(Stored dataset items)
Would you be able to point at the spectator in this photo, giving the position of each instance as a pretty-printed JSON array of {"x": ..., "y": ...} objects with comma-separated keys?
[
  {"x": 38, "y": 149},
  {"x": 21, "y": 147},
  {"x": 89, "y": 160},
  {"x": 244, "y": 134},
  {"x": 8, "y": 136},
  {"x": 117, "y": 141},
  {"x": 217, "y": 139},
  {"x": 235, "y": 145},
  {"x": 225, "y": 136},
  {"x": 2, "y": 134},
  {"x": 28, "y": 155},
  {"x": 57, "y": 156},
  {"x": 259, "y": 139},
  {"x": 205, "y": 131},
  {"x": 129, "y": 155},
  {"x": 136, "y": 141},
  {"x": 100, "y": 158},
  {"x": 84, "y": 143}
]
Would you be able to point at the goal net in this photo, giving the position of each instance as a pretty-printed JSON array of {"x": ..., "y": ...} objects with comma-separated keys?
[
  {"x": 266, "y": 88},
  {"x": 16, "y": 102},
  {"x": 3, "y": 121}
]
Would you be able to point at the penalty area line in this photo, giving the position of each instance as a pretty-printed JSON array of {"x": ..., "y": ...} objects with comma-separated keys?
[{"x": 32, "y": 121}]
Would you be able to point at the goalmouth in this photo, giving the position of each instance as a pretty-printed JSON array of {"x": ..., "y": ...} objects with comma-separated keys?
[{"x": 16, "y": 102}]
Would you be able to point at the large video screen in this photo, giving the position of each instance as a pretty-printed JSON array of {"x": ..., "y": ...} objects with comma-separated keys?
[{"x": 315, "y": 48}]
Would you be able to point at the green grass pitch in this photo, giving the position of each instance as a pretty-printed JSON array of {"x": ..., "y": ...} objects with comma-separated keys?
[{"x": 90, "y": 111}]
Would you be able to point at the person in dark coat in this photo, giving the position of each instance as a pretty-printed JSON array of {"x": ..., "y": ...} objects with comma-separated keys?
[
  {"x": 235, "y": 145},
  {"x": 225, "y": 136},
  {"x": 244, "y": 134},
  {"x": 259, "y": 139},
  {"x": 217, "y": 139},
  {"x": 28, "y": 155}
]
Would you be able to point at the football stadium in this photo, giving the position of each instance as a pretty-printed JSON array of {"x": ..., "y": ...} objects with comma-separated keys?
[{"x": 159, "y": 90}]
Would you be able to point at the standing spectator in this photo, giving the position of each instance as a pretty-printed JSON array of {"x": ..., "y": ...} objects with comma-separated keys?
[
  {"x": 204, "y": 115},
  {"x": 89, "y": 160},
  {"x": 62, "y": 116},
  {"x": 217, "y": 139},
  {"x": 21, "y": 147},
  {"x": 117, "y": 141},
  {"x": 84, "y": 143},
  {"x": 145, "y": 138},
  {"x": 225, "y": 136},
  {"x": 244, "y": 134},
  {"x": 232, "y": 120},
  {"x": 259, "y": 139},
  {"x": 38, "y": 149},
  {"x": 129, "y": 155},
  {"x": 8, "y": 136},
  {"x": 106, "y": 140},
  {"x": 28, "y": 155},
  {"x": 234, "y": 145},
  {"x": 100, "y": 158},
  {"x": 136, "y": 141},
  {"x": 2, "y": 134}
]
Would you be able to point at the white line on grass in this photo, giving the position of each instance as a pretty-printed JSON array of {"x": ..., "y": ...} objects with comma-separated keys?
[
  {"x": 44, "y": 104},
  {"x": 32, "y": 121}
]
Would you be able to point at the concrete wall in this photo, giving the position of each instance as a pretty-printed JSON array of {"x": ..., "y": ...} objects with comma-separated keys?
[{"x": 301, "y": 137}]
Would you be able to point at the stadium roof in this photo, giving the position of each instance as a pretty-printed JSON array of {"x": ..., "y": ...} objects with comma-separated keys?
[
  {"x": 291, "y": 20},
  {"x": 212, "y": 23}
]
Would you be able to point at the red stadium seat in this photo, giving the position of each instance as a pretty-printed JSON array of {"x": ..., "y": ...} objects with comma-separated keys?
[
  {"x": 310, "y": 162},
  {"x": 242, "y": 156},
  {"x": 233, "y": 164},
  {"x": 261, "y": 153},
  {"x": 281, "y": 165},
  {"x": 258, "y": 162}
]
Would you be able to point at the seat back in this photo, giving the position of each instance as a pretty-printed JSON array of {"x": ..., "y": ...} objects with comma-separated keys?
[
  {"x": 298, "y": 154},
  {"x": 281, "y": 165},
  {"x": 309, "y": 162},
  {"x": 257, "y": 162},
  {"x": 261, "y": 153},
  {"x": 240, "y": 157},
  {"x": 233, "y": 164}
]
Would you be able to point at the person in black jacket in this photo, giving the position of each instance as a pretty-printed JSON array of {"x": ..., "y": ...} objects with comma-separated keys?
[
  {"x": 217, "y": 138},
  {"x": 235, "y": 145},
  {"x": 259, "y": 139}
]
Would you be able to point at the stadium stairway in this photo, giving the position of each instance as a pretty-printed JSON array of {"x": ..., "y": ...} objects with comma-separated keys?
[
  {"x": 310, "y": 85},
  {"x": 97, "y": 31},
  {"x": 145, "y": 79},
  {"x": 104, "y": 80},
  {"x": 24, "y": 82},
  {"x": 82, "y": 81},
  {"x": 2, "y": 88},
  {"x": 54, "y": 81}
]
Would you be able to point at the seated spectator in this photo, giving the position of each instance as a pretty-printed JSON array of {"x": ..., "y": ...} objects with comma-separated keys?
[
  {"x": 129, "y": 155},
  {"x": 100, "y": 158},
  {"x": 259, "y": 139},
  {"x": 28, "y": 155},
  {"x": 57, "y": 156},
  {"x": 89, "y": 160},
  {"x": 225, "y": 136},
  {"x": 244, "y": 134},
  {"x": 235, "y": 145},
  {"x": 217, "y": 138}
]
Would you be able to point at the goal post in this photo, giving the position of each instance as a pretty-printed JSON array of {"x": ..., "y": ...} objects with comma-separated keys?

* **PROBLEM TO WORK ON**: Repeat every record exactly as written, please.

* **COMPLETED EXERCISE**:
Would you be able to point at the spectator in this photo, giving the position of each instance as a pretty-printed JSON array of {"x": ..., "y": ...} objects with comma-separated keys?
[
  {"x": 38, "y": 149},
  {"x": 21, "y": 147},
  {"x": 89, "y": 160},
  {"x": 244, "y": 134},
  {"x": 8, "y": 136},
  {"x": 117, "y": 141},
  {"x": 217, "y": 139},
  {"x": 235, "y": 145},
  {"x": 225, "y": 136},
  {"x": 2, "y": 134},
  {"x": 28, "y": 155},
  {"x": 57, "y": 156},
  {"x": 259, "y": 139},
  {"x": 205, "y": 131},
  {"x": 129, "y": 155},
  {"x": 136, "y": 141},
  {"x": 100, "y": 158},
  {"x": 84, "y": 143}
]
Would you be able to point at the goal net in this photo, giving the position of each instance as a pretty-printed JSON array of {"x": ..., "y": ...} objects with comma-separated keys?
[
  {"x": 266, "y": 88},
  {"x": 16, "y": 102},
  {"x": 3, "y": 121}
]
Would you be able to point at the penalty area line in this photo, giving the position of each instance as a pretty-printed JSON array of {"x": ..., "y": ...} objects with comma-separated keys?
[{"x": 32, "y": 121}]
Would you be able to point at the goalmouth in this photo, giving the position of each instance as a pretty-printed JSON array of {"x": ..., "y": ...} objects with comma-separated keys?
[{"x": 16, "y": 102}]
Would you be able to point at the large video screen in this photo, giving the position of each instance as a pretty-printed JSON array of {"x": ..., "y": ...} objects with comma-separated keys?
[{"x": 315, "y": 48}]
Would you be able to point at the green grass pitch in this photo, giving the position of each instance as a pretty-printed JSON array of {"x": ..., "y": ...} objects with comma-separated keys?
[{"x": 90, "y": 111}]
Would you be able to point at the person in dark coat in this photo, giving the position of each instance as a pretty-printed JSON array of {"x": ..., "y": ...} objects with comma-separated keys?
[
  {"x": 235, "y": 145},
  {"x": 225, "y": 136},
  {"x": 244, "y": 134},
  {"x": 259, "y": 139},
  {"x": 217, "y": 139},
  {"x": 28, "y": 155}
]
Would you be able to point at the football stadium in this photo, giving the position of each instance as a pretty-printed JSON array of {"x": ..., "y": ...} objects with comma-separated keys?
[{"x": 159, "y": 90}]
Would you be able to point at the standing spectator in this photo, giving the position of each instance as a pretty-printed JSON array of {"x": ..., "y": ...} objects with comma-separated keys?
[
  {"x": 204, "y": 115},
  {"x": 89, "y": 160},
  {"x": 62, "y": 116},
  {"x": 217, "y": 139},
  {"x": 21, "y": 147},
  {"x": 117, "y": 141},
  {"x": 84, "y": 143},
  {"x": 145, "y": 138},
  {"x": 225, "y": 136},
  {"x": 244, "y": 134},
  {"x": 232, "y": 120},
  {"x": 259, "y": 139},
  {"x": 38, "y": 149},
  {"x": 129, "y": 155},
  {"x": 8, "y": 136},
  {"x": 106, "y": 140},
  {"x": 28, "y": 155},
  {"x": 234, "y": 145},
  {"x": 100, "y": 158},
  {"x": 136, "y": 141},
  {"x": 2, "y": 134}
]
Would you be able to point at the white line on grass in this photo, giving the position of each instance as a pretty-printed JSON array of {"x": ..., "y": ...} objects with comma-separated keys?
[
  {"x": 44, "y": 104},
  {"x": 32, "y": 121}
]
Would you be able to point at the concrete wall in this photo, giving the position of each instance as a pretty-printed JSON array of {"x": ..., "y": ...} objects with comma-separated keys?
[{"x": 301, "y": 137}]
Would you be able to point at the stadium roof in this photo, giving the position of each instance as a pretty-printed JSON array of {"x": ..., "y": ...} objects with comma-separated keys?
[
  {"x": 291, "y": 20},
  {"x": 212, "y": 23}
]
Would you be able to point at the red stadium seat in this photo, giving the position of each instance as a pretty-printed JSON array of {"x": ..., "y": ...} objects with comma-separated keys?
[
  {"x": 310, "y": 162},
  {"x": 242, "y": 156},
  {"x": 233, "y": 164},
  {"x": 261, "y": 153},
  {"x": 281, "y": 165},
  {"x": 258, "y": 162}
]
Would you be able to point at the seat back in this photo, giving the position of each instance as a pretty-printed JSON array of {"x": ..., "y": ...} objects with comma-separated keys?
[
  {"x": 298, "y": 154},
  {"x": 281, "y": 165},
  {"x": 309, "y": 162},
  {"x": 257, "y": 162},
  {"x": 261, "y": 153},
  {"x": 240, "y": 157},
  {"x": 233, "y": 164}
]
Would you be able to point at the person in black jacket in this photo, giving the position of each instance as a pretty-printed JSON array of {"x": ..., "y": ...} objects with comma-separated keys?
[
  {"x": 217, "y": 138},
  {"x": 235, "y": 145},
  {"x": 259, "y": 139}
]
Would you be able to point at the stadium stairway in this photo, giving the position of each instance as a pretty-printed JSON array of {"x": ..., "y": ...} objects with comma-separated keys?
[
  {"x": 310, "y": 85},
  {"x": 97, "y": 31},
  {"x": 145, "y": 79},
  {"x": 104, "y": 80},
  {"x": 24, "y": 82},
  {"x": 82, "y": 81},
  {"x": 2, "y": 88},
  {"x": 54, "y": 81}
]
Would you be able to point at the seated spectator in this photo, giving the position of each instance as a pretty-printed JSON array of {"x": ..., "y": ...} objects with comma-separated keys?
[
  {"x": 129, "y": 155},
  {"x": 100, "y": 158},
  {"x": 259, "y": 139},
  {"x": 28, "y": 155},
  {"x": 57, "y": 156},
  {"x": 89, "y": 160},
  {"x": 225, "y": 136},
  {"x": 244, "y": 134},
  {"x": 235, "y": 145},
  {"x": 217, "y": 138}
]
Would you be able to point at the goal post in this photo, giving the position of each instance as a pretty-printed JSON array of {"x": ..., "y": ...} objects with comma-separated keys?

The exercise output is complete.